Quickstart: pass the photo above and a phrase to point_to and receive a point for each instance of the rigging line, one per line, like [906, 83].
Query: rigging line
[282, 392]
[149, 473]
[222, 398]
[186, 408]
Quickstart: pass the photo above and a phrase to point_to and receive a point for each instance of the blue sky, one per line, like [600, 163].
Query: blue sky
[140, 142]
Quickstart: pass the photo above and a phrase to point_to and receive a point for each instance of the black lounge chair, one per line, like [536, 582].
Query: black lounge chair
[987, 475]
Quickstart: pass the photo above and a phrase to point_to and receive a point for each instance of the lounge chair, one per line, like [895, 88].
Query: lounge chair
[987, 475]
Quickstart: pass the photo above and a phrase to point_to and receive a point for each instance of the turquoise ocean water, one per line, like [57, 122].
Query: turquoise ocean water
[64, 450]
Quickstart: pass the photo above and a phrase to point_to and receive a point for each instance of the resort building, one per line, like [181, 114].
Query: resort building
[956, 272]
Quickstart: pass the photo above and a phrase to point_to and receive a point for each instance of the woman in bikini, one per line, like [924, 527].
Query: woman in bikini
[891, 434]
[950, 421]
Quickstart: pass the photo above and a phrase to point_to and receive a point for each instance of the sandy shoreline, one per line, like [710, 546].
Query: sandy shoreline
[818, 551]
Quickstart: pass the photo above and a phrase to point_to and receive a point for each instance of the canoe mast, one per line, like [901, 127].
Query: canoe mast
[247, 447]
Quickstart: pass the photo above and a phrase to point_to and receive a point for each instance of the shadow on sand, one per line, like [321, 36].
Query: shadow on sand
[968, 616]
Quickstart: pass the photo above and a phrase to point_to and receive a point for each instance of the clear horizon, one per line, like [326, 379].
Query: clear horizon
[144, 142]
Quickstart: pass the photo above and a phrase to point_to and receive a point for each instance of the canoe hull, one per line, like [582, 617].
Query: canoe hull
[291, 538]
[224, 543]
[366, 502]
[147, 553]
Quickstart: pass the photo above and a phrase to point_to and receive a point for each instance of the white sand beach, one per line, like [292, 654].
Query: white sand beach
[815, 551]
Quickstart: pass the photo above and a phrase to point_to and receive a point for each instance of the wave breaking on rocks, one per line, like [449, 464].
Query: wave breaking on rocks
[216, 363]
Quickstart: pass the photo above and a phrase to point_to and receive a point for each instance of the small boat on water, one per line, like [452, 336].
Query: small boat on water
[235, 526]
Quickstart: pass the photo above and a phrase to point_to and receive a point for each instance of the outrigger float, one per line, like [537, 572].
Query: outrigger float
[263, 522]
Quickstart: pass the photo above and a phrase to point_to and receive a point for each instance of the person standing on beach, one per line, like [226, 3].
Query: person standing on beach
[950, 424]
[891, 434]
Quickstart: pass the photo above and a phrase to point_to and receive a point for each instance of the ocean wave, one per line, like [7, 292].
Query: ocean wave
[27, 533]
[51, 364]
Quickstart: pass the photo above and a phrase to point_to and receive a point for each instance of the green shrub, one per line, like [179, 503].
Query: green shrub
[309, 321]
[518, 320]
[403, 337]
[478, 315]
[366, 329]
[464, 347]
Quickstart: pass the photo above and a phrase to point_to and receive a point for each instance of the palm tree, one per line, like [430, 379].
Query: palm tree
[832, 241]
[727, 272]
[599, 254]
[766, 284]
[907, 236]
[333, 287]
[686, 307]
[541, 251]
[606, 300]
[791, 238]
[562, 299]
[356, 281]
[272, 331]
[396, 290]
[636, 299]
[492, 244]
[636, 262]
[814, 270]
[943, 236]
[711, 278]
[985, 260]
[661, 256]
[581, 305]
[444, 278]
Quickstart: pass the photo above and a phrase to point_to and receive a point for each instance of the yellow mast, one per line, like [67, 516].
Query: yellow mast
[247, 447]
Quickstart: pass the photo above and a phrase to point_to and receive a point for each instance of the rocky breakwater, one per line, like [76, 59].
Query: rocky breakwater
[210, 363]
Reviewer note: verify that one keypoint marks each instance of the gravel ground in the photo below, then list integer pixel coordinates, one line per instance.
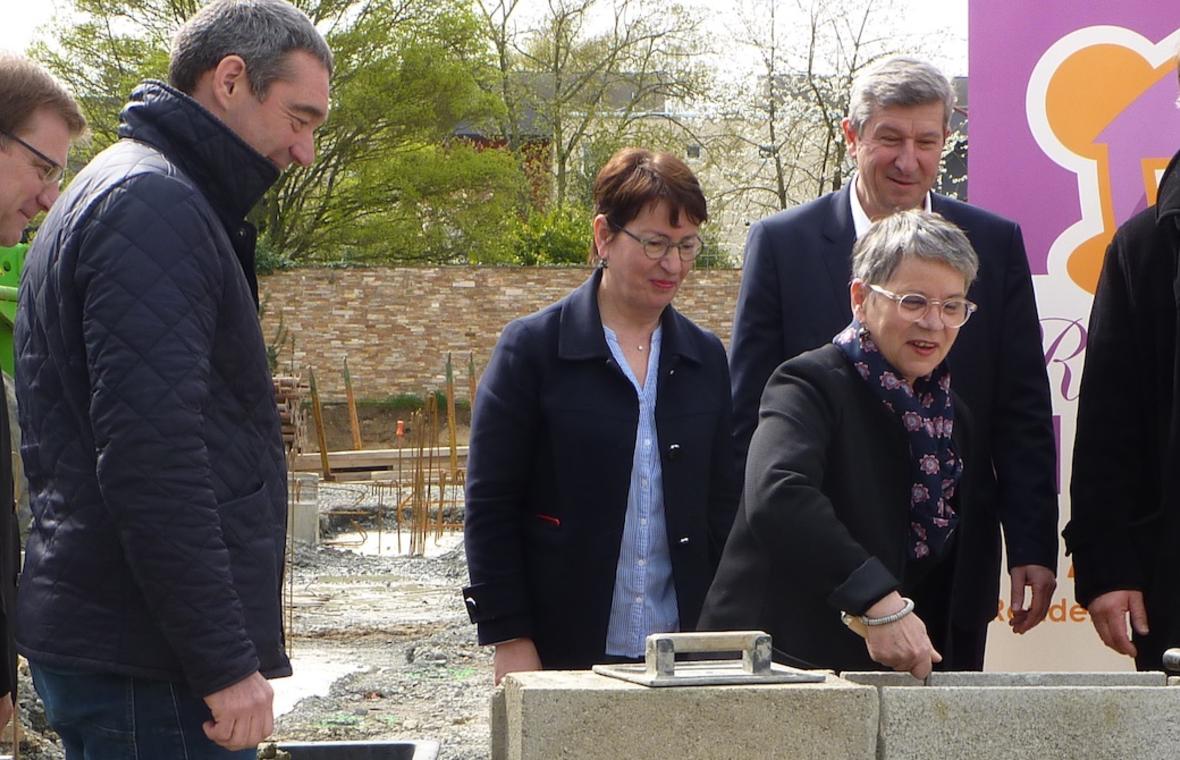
(401, 618)
(398, 622)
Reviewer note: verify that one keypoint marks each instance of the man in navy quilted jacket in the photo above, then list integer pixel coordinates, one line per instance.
(38, 119)
(150, 603)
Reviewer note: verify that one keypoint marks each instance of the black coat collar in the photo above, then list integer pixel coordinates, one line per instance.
(230, 175)
(581, 336)
(1167, 201)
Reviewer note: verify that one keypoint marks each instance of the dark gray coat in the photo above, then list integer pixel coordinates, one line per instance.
(1125, 526)
(824, 522)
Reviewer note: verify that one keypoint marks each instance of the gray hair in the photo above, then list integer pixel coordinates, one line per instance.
(899, 82)
(262, 32)
(922, 234)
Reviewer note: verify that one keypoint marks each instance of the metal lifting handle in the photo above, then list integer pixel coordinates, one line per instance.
(753, 644)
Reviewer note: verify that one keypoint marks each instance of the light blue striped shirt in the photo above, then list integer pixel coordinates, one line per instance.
(644, 600)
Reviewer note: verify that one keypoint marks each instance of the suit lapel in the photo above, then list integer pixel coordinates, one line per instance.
(836, 249)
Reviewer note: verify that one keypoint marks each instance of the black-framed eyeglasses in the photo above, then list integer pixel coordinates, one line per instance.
(656, 248)
(915, 307)
(50, 170)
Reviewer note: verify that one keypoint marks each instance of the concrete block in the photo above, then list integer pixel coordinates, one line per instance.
(1013, 721)
(499, 725)
(552, 715)
(303, 508)
(1131, 677)
(880, 677)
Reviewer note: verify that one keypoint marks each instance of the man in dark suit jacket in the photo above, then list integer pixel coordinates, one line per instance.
(794, 297)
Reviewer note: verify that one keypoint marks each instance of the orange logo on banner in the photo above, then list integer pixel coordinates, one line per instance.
(1090, 89)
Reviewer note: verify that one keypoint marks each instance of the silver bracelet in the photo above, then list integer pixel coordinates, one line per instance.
(885, 620)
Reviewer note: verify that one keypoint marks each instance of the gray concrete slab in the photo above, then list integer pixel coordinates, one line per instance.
(554, 715)
(1121, 677)
(1011, 722)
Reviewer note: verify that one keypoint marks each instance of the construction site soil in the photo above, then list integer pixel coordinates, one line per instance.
(395, 627)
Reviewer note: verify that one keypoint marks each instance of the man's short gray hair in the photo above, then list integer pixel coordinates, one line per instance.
(922, 234)
(262, 32)
(899, 82)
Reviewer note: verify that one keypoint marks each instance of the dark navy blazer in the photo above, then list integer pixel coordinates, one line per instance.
(552, 439)
(794, 297)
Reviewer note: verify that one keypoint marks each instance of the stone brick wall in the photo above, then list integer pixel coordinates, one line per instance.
(397, 325)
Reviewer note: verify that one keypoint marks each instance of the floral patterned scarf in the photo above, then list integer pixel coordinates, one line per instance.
(928, 415)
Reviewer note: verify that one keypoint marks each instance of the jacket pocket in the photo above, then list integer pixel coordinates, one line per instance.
(250, 536)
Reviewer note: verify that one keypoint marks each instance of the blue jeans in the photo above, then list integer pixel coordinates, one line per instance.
(104, 716)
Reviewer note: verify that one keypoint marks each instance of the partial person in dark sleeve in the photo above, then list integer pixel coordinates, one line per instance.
(1125, 508)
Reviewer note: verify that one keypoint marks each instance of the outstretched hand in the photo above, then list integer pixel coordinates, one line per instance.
(1043, 582)
(903, 644)
(1109, 614)
(242, 714)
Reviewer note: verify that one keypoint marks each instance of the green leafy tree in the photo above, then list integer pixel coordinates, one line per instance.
(391, 182)
(588, 73)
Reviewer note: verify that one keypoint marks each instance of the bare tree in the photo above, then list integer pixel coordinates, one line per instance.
(589, 72)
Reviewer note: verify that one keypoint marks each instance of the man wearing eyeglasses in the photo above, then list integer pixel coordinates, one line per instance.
(794, 297)
(38, 119)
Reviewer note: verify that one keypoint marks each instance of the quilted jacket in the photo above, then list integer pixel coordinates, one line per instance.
(150, 434)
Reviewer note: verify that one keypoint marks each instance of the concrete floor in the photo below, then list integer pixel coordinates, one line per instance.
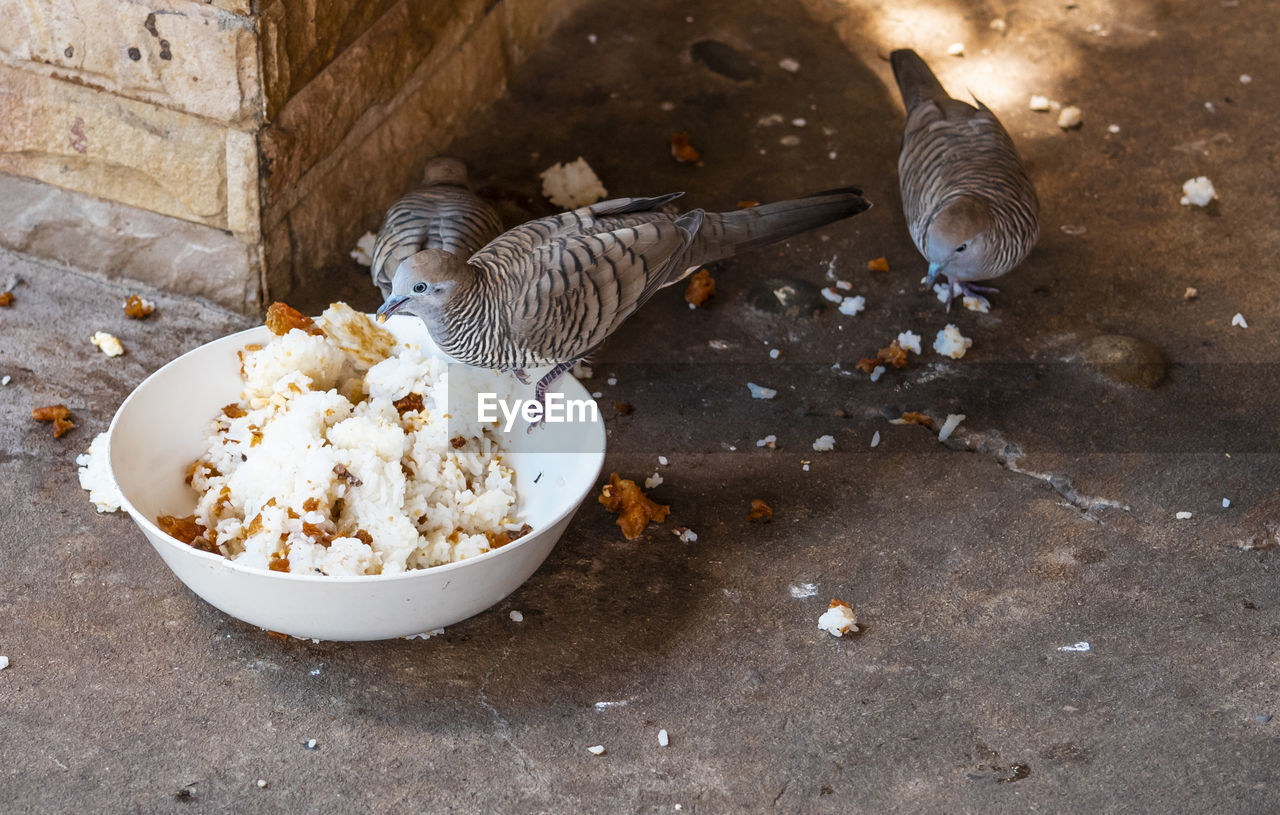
(1047, 521)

#####

## Task brief
Leave out every picture and write out exactly the lines running from the line containing "the green leafy" to the end of the listing above.

## Expected output
Reviewer note: verify that one keypoint marks each instance of the green leafy tree in the photo above, then list integer pixel coordinates, one line per instance.
(391, 182)
(588, 73)
Reviewer note: verify that one keypoint marks each instance of the bare tree in the photo above, then list integer pixel coordinates, one line per instance.
(589, 72)
Reviewer note: verify that one keypoint marks each instance of the man wearing eyeglasses in the photo above, then list integer pixel coordinates, one line per instance.
(794, 297)
(38, 119)
Reviewer note: verify that one keypoint marks each instance of the quilted jacket in the photo above, then list integer pixel coordinates, one line per instance.
(150, 434)
Reviewer note: verify that one keypoint marks each instance of the concrete floor in the photo below, then list integer pixel coordinates, one line per instance.
(1047, 521)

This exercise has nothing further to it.